Reproduce the lines, requests included, starting at the beginning of the lines and ending at the line containing "395), (284, 534)]". Shift every coordinate in the answers by -16.

Records contained in a dataset:
--------------------

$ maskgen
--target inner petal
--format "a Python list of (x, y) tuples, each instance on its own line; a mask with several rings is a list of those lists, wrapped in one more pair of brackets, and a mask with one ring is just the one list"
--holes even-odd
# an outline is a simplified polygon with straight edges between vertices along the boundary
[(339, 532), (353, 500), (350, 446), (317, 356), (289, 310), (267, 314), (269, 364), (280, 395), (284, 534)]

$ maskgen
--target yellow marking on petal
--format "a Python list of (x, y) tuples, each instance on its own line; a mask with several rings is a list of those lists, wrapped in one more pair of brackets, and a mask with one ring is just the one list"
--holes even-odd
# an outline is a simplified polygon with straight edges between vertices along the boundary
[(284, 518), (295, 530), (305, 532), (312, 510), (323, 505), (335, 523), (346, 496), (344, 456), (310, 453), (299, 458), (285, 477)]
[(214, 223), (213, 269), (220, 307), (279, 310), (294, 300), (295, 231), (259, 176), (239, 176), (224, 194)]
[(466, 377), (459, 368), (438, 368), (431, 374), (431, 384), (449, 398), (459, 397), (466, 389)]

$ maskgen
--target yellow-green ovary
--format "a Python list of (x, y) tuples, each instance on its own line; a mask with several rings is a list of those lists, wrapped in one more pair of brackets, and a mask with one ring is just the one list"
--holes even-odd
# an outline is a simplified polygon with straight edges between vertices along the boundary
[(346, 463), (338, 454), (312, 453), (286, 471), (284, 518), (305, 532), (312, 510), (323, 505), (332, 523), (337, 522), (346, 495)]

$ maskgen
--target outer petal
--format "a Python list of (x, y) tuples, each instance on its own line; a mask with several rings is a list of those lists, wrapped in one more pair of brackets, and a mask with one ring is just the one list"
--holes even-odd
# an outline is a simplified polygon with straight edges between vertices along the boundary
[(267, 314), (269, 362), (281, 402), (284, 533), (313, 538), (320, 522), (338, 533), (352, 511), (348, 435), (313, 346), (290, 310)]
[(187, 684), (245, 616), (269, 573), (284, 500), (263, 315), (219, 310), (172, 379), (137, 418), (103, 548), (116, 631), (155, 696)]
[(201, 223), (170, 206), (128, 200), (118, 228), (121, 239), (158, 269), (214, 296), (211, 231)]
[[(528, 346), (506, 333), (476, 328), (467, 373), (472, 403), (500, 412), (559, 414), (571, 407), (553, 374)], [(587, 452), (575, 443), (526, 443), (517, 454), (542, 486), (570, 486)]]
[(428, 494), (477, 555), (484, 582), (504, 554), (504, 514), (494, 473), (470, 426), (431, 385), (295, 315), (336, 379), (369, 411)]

--------------------

→ **Complete answer**:
$ maskgen
--target inner petal
--format "a Python list of (x, y) tuples, each instance on its own line; a mask with several rings is a list of those lists, wrapped in one more pair of brackets, and a mask with one ring is just the one list"
--holes even-odd
# an outline is a simplified polygon with straight edges between vertices along the boundary
[(323, 516), (337, 484), (334, 430), (301, 340), (273, 294), (251, 298), (253, 348), (264, 379), (268, 518)]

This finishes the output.